__Exercise details__: Without pictures, output exactly the lines running from the line containing "Category: dirt ground" to the end of the listing below.

__Dataset content__:
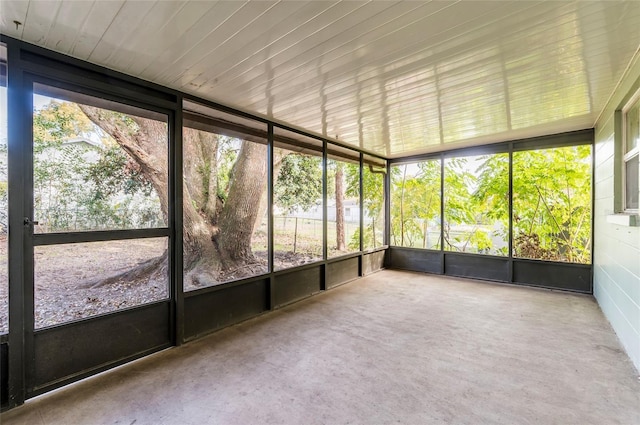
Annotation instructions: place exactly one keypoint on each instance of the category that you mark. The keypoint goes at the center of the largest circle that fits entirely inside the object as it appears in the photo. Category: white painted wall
(616, 247)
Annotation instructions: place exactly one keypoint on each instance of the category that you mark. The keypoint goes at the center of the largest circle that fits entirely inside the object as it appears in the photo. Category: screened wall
(134, 218)
(516, 212)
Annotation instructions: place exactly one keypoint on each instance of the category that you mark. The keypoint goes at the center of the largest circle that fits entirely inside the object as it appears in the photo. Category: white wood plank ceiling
(395, 78)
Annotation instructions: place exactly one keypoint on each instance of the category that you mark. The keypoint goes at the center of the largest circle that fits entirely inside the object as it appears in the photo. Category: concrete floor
(394, 347)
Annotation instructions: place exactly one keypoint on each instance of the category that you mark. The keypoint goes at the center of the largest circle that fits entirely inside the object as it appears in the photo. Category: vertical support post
(510, 255)
(18, 147)
(176, 160)
(442, 256)
(324, 201)
(387, 207)
(323, 281)
(270, 182)
(361, 194)
(593, 203)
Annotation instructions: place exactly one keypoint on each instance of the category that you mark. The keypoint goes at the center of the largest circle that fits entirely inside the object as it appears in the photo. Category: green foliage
(373, 206)
(299, 184)
(551, 203)
(86, 185)
(415, 204)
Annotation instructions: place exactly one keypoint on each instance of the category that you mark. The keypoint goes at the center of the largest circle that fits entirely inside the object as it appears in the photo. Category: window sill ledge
(624, 219)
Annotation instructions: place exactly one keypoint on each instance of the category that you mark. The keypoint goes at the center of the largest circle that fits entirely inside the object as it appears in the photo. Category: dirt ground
(67, 277)
(63, 275)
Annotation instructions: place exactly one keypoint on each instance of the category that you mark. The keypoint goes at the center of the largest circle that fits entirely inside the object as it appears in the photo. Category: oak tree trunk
(216, 235)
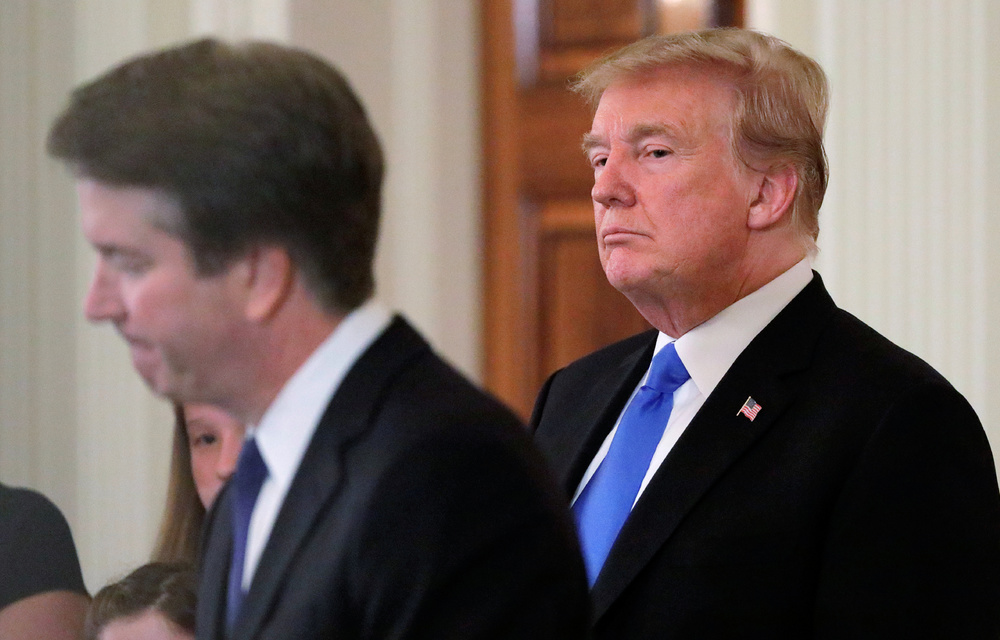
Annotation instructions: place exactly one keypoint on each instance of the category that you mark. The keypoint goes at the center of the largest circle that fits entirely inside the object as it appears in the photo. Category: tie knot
(667, 372)
(251, 470)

__Correct answer__:
Annotation instructions: place exactly one keypoint on each instance of the category that you mark. The keypoint goes at the center of the largest circle that fits entirely inside the object as it appears in the photo. Category: dirt ground
(67, 277)
(63, 275)
Annotation instructions: place exactly one keypoint on each instance of the category that you mark. The keypoint goes at the center of the largest circle that fits entirely inside the object as it appears in the photo. Category: oak tree trunk
(216, 235)
Annotation instructions: place exactly one keypoint on each instance of the category that you mark. The keypoint goes at the center of the largest circle that fits entirely inside the object as it appears in the photo. Category: tie knot
(667, 372)
(251, 470)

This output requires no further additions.